[Written task 1]: In one to three sentences, explain what the word "hangs" in the title of the bug report refers to and in which tests it happens.
[Opening Excerpt section]
WebDriver:NewWindow with type "tab" hangs in upstream wpt stability jobs
Categories
(Remote Protocol :: Marionette, defect, P2)
Tracking
(firefox97 fixed)
Tracking | Status | |
---|---|---|
firefox97 | --- | fixed |
People
(Reporter: whimboo, Assigned: whimboo)
References
Details
(Whiteboard: [bidi-m3-mvp])
Attachments
(3 files)
See https://github.com/web-platform-tests/wpt/issues/31499 for the upstream issue.
The problem seems to only happen with the tests test_no_top_browsing_context
for most of the WebDriver commands. In these cases the New Window
command with type tab
doesn't return. Interestingly this only happens upstream and not in our own CI.
[Closing Excerpt section]
[Opening Data for processing section]
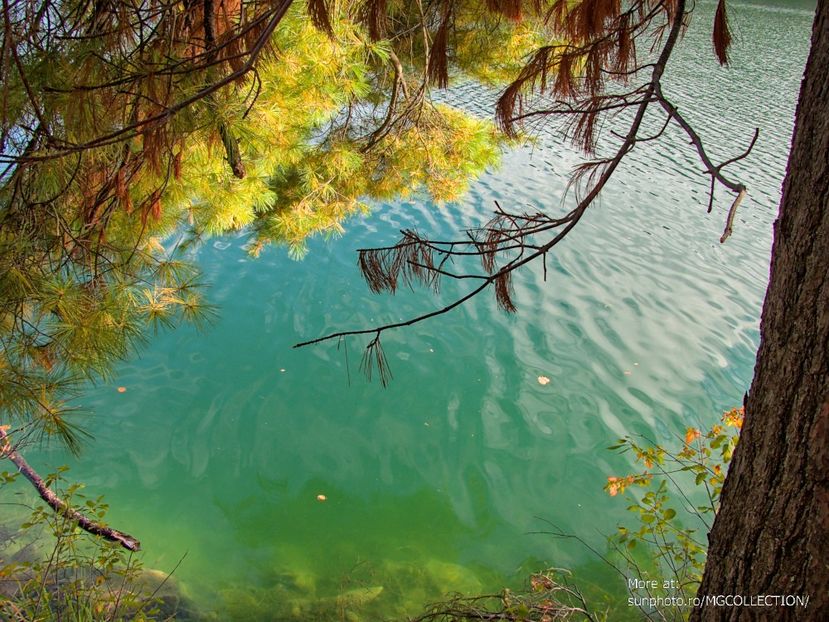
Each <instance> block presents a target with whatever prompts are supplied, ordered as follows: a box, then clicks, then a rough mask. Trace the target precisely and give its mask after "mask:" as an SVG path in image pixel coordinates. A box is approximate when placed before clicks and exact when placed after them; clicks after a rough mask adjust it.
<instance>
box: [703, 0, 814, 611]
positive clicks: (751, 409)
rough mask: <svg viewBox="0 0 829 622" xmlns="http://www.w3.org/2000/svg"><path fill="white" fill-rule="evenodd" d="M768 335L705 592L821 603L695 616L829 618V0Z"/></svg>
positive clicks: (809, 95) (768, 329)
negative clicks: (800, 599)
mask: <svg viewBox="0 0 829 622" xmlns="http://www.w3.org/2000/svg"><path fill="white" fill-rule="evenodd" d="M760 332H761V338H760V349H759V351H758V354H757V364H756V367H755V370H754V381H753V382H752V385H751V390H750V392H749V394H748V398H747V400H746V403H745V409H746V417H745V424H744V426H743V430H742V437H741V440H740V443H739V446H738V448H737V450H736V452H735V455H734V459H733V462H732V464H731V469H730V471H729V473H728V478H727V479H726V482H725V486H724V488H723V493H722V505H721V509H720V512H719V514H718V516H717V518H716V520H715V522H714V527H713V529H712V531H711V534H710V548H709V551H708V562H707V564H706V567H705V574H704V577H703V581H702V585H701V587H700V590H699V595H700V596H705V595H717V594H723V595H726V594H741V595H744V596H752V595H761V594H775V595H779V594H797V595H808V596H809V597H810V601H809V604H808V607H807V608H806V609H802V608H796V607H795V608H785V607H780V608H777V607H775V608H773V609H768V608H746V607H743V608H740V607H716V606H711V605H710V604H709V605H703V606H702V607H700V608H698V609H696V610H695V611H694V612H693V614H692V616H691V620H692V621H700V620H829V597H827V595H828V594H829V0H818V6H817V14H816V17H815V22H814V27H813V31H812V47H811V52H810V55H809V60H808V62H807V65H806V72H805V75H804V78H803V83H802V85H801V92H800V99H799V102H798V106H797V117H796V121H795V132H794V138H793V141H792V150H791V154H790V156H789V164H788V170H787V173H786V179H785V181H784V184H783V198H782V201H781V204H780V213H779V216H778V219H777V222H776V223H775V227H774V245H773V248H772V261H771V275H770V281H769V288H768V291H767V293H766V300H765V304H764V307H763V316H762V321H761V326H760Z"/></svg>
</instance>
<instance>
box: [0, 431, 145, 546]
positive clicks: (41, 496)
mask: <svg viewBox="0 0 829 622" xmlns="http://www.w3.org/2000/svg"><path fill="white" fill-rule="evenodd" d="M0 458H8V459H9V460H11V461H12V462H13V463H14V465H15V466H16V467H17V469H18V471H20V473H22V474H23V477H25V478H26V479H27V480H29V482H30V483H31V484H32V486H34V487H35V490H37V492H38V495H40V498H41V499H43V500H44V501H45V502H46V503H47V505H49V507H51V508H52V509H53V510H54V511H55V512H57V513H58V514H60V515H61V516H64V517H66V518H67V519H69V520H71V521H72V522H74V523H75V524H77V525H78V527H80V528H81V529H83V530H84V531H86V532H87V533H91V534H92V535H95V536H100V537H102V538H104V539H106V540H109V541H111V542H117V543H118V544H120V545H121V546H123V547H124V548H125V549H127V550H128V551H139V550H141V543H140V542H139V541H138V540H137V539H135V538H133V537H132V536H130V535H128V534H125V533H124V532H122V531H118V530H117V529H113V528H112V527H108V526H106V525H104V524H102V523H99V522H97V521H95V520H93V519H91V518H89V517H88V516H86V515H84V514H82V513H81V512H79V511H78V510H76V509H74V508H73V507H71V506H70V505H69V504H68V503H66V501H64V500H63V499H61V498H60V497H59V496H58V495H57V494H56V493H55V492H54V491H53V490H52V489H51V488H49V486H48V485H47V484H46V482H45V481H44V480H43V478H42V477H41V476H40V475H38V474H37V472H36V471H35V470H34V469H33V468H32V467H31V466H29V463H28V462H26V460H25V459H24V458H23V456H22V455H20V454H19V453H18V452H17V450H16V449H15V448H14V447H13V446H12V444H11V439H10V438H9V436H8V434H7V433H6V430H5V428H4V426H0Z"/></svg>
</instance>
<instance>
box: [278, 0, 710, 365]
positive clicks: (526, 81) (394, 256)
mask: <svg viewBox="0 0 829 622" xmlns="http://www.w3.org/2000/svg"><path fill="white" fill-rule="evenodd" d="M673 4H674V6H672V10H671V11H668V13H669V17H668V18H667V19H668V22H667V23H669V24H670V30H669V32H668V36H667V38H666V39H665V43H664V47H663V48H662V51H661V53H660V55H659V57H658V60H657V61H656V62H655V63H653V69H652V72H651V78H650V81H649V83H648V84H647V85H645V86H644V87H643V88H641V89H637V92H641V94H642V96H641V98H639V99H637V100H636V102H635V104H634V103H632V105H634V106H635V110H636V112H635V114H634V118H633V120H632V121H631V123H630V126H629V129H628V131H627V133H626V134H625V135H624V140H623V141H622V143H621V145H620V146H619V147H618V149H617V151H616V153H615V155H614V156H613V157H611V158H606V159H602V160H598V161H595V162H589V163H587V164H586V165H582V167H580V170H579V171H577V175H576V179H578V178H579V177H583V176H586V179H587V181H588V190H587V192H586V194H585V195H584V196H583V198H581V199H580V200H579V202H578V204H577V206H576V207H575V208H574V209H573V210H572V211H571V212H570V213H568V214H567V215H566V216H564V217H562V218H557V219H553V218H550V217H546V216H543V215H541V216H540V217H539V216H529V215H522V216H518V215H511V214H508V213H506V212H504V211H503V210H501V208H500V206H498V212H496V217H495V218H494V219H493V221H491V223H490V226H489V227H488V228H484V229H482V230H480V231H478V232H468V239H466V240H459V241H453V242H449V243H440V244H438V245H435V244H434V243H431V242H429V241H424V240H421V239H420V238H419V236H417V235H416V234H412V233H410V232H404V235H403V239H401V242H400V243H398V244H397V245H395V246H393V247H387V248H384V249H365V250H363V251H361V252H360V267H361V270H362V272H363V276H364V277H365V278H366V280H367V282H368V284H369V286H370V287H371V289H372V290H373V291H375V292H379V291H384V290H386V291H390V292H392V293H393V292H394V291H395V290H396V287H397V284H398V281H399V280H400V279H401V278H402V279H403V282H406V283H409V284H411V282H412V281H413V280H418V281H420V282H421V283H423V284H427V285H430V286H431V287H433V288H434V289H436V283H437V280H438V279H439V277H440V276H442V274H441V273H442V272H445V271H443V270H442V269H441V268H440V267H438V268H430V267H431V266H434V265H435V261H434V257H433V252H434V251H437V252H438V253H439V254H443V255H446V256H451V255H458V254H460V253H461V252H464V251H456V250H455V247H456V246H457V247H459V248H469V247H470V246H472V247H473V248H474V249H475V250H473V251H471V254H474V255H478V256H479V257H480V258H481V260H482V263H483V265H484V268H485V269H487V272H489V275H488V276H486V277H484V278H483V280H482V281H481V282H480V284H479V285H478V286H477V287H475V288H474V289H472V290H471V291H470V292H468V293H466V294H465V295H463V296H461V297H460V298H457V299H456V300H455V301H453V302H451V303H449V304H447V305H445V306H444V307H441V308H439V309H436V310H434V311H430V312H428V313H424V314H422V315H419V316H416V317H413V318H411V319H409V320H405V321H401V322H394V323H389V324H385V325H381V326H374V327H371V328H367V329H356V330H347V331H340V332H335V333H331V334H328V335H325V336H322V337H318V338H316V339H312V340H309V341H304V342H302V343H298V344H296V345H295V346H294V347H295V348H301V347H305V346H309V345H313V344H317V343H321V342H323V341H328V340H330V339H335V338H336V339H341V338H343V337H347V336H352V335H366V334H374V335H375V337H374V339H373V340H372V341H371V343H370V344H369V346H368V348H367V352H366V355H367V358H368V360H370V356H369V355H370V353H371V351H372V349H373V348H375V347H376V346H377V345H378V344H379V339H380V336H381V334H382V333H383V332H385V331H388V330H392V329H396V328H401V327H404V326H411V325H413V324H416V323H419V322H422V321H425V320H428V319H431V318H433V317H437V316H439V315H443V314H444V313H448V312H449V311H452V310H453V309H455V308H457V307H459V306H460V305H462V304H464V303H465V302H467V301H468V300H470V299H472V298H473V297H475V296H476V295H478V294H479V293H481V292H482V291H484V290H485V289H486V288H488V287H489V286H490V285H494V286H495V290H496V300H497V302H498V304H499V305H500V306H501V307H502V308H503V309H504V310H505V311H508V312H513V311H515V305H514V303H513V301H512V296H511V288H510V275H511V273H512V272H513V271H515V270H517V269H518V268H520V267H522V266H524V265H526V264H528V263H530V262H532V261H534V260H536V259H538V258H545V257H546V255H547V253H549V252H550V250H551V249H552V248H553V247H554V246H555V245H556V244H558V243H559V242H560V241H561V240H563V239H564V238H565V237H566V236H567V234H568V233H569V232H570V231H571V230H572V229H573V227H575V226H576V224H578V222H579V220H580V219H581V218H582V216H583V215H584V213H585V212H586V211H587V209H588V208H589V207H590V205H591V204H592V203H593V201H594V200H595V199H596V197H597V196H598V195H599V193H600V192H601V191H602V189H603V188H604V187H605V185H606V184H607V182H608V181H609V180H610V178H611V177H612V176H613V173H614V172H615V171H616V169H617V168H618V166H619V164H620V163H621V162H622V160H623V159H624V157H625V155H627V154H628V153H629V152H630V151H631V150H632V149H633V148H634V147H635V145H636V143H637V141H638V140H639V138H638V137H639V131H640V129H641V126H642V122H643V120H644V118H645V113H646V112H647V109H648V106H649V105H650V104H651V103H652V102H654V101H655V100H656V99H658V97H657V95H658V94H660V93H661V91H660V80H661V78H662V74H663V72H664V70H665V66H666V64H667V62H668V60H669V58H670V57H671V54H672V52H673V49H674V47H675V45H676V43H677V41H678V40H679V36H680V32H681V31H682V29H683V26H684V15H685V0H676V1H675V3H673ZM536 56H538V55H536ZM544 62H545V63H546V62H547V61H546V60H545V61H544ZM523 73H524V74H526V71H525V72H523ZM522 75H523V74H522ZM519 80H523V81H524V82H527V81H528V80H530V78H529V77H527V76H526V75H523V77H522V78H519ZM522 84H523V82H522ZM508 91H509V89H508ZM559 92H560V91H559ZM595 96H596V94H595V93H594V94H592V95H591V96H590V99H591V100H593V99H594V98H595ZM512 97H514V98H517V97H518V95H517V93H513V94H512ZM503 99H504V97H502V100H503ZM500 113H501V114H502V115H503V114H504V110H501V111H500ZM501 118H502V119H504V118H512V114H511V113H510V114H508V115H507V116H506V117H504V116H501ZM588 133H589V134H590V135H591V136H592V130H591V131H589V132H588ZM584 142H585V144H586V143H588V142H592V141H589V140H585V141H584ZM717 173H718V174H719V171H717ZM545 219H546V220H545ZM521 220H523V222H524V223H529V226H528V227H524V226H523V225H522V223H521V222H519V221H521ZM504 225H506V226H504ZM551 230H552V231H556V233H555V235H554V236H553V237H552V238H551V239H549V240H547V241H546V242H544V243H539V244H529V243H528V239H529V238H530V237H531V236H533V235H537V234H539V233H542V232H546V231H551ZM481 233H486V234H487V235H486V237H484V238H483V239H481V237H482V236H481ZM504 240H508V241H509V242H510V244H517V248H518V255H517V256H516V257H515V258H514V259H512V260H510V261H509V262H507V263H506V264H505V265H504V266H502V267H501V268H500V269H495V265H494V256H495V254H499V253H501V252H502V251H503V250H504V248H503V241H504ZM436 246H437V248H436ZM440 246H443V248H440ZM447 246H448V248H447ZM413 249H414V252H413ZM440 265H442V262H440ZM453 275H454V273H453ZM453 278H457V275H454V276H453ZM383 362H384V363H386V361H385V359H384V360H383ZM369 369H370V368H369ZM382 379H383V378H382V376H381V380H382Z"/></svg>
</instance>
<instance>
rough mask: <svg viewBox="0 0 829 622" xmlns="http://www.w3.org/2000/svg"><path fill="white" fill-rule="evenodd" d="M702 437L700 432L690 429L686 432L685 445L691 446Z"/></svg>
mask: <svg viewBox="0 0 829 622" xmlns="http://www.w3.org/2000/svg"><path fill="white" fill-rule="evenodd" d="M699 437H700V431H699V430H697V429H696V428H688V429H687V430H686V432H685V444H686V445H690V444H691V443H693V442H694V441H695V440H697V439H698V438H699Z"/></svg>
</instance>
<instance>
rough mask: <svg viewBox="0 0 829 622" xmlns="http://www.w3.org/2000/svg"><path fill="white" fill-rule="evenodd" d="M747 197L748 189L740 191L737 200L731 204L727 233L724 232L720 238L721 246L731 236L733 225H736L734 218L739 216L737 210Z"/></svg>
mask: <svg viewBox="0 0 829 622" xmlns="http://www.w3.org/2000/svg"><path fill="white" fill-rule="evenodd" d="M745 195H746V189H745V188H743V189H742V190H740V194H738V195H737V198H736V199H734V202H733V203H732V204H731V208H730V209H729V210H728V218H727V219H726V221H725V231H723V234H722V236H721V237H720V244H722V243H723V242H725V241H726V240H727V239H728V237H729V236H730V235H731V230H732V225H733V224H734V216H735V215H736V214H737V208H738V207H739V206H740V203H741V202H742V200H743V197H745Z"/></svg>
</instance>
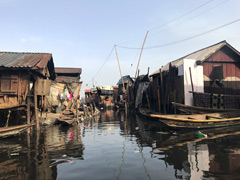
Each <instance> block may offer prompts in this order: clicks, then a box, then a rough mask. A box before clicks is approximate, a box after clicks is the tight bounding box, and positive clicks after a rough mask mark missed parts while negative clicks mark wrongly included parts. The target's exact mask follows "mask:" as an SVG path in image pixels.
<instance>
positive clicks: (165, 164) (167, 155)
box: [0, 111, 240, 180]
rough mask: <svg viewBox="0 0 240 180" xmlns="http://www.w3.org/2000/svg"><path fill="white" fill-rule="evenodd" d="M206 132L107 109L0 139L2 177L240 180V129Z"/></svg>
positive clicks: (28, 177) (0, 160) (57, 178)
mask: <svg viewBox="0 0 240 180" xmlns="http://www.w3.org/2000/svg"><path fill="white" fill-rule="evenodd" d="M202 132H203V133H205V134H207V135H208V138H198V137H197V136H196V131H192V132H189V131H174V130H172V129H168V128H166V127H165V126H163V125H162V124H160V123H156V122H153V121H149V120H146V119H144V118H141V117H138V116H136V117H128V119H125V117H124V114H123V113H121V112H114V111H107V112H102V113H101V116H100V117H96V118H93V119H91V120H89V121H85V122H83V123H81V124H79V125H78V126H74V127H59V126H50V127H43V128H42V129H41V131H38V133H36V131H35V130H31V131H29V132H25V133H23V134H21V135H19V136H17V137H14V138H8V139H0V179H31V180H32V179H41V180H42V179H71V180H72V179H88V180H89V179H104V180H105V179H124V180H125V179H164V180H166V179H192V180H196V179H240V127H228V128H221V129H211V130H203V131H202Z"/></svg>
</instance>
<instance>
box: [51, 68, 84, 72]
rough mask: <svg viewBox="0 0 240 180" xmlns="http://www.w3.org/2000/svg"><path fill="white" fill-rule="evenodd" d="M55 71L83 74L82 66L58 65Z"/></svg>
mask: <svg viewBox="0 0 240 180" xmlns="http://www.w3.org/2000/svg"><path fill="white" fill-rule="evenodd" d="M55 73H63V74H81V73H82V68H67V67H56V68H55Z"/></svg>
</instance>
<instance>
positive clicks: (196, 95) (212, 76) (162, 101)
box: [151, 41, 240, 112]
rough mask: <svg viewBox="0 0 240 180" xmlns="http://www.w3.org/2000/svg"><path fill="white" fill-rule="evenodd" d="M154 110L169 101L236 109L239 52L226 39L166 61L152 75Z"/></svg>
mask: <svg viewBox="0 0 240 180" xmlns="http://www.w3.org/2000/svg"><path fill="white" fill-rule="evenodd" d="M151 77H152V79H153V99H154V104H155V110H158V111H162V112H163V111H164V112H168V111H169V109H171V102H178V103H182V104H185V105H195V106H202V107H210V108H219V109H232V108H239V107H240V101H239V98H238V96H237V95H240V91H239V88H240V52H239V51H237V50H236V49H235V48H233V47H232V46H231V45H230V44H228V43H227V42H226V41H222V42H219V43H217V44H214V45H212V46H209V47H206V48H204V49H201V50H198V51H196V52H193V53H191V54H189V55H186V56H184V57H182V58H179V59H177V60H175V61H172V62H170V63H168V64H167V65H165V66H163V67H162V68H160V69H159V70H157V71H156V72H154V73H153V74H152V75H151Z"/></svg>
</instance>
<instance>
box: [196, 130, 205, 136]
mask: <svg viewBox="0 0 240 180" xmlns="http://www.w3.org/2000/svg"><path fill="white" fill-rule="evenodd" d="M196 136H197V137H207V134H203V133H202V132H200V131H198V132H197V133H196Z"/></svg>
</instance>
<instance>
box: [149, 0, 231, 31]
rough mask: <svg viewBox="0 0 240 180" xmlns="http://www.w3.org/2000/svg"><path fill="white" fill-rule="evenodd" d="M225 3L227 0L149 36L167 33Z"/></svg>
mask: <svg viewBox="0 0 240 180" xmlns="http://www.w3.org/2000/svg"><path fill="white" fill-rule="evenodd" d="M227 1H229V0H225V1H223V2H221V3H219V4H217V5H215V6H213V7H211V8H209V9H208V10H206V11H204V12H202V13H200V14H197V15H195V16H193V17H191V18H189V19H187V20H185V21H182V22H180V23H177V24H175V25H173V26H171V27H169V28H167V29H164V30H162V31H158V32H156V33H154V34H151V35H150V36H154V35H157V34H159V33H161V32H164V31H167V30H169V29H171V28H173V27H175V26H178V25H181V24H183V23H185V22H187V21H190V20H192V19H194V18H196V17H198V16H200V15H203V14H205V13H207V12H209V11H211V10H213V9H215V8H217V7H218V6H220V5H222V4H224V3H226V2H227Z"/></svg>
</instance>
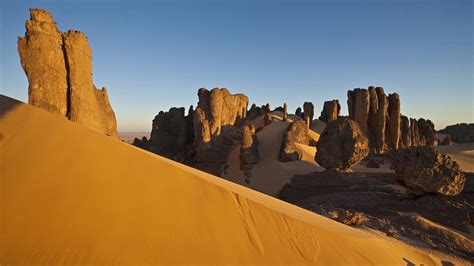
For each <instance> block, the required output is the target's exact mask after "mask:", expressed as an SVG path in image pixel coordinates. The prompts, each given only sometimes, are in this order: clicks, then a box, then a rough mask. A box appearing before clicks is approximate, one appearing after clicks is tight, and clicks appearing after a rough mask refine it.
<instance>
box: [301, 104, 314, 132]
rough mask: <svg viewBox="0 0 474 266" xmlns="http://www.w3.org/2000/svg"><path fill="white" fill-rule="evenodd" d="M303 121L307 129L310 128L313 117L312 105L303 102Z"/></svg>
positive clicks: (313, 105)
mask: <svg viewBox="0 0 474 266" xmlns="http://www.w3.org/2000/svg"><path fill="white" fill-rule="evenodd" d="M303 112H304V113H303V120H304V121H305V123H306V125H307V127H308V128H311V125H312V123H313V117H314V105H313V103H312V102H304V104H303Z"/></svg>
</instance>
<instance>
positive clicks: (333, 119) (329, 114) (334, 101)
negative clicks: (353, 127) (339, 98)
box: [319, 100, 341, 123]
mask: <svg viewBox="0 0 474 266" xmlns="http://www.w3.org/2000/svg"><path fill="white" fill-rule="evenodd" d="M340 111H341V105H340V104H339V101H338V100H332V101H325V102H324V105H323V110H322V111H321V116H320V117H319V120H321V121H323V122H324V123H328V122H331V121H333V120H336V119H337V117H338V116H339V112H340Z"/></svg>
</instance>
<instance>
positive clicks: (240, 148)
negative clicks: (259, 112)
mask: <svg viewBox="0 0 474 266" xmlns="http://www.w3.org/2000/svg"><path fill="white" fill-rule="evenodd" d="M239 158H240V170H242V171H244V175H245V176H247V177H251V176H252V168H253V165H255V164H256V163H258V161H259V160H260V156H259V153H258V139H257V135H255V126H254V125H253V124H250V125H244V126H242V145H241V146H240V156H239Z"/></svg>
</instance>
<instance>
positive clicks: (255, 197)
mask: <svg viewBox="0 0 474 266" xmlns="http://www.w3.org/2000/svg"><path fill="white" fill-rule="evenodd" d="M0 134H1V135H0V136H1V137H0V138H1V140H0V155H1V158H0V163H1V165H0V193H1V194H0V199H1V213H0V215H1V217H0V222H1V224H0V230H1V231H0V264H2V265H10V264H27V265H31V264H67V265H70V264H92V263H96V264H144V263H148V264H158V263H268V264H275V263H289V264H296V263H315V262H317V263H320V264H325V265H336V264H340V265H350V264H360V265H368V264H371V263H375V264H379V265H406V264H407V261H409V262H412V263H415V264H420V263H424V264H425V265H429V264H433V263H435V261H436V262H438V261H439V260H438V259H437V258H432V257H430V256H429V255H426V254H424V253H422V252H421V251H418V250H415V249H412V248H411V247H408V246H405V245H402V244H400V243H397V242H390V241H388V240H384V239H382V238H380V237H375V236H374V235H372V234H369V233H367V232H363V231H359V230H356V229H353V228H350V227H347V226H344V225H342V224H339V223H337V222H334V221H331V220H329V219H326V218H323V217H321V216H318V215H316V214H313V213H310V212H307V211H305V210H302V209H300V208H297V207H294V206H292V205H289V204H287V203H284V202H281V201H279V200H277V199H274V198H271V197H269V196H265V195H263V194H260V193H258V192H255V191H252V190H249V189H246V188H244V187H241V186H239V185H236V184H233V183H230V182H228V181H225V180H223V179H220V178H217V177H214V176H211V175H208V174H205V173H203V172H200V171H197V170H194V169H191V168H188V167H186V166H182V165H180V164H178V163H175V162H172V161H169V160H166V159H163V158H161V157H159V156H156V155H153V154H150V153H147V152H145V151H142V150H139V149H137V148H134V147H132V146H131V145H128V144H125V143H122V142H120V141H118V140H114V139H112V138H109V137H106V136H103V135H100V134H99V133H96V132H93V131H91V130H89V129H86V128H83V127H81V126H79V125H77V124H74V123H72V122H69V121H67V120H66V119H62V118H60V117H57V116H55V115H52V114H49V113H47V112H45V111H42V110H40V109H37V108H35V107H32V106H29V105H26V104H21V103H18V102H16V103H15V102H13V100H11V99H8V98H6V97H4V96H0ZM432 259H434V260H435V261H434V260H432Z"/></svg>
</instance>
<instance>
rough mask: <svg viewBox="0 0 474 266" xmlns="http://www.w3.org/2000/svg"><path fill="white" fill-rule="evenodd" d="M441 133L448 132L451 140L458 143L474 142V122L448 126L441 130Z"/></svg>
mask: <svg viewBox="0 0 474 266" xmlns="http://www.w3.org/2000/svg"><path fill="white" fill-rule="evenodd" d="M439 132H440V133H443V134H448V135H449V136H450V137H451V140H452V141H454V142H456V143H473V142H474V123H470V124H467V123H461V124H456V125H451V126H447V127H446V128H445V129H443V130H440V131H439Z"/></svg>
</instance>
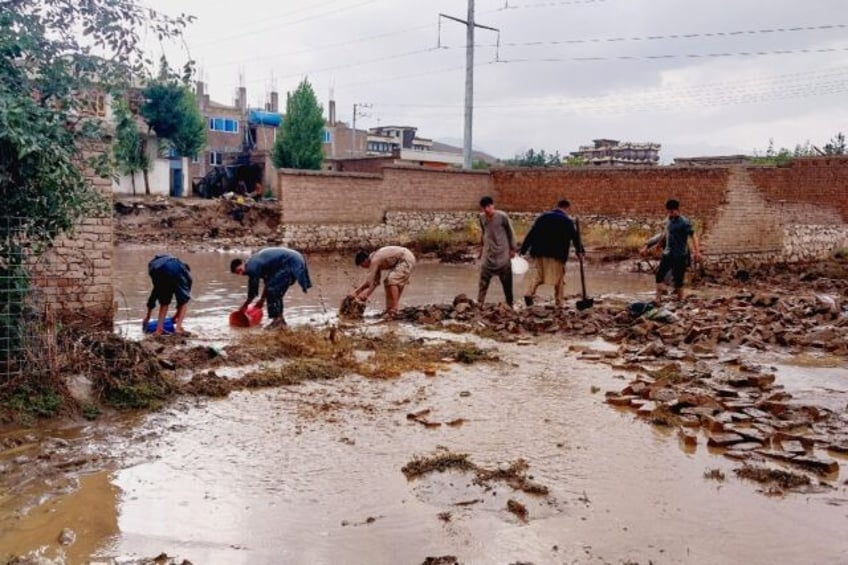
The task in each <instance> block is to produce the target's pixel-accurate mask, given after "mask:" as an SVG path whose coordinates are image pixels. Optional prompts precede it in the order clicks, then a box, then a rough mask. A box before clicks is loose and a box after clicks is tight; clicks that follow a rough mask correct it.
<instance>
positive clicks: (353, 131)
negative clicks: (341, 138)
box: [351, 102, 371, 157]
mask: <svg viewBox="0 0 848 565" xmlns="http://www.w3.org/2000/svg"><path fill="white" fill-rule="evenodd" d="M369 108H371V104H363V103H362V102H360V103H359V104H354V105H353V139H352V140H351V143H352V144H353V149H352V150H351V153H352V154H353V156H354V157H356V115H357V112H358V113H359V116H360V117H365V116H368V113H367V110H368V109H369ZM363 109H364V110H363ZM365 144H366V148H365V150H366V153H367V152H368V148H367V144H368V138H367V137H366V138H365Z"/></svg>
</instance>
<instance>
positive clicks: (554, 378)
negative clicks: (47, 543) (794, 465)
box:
[Closing Data for processing section]
[Written task 2]: Show every line of the rows that contains the word "precede", matching its case exactly.

[Problem solution 1]: It refers to the New Window command with type tab not returning. This happens in the test_no_top_browsing_context tests for most of the WebDriver commands, and only upstream, not in the project's own CI.

[Problem solution 2]:
The task in each <instance> block is to produce the target's pixel-accurate mask, given after "mask:" as an SVG path whose coordinates are image pixels. Optional prompts precede it in the order clicks, then a box, then a rough mask. A box before clicks is loose and a box after clicks is tight; clicks that follow a rough mask correct it.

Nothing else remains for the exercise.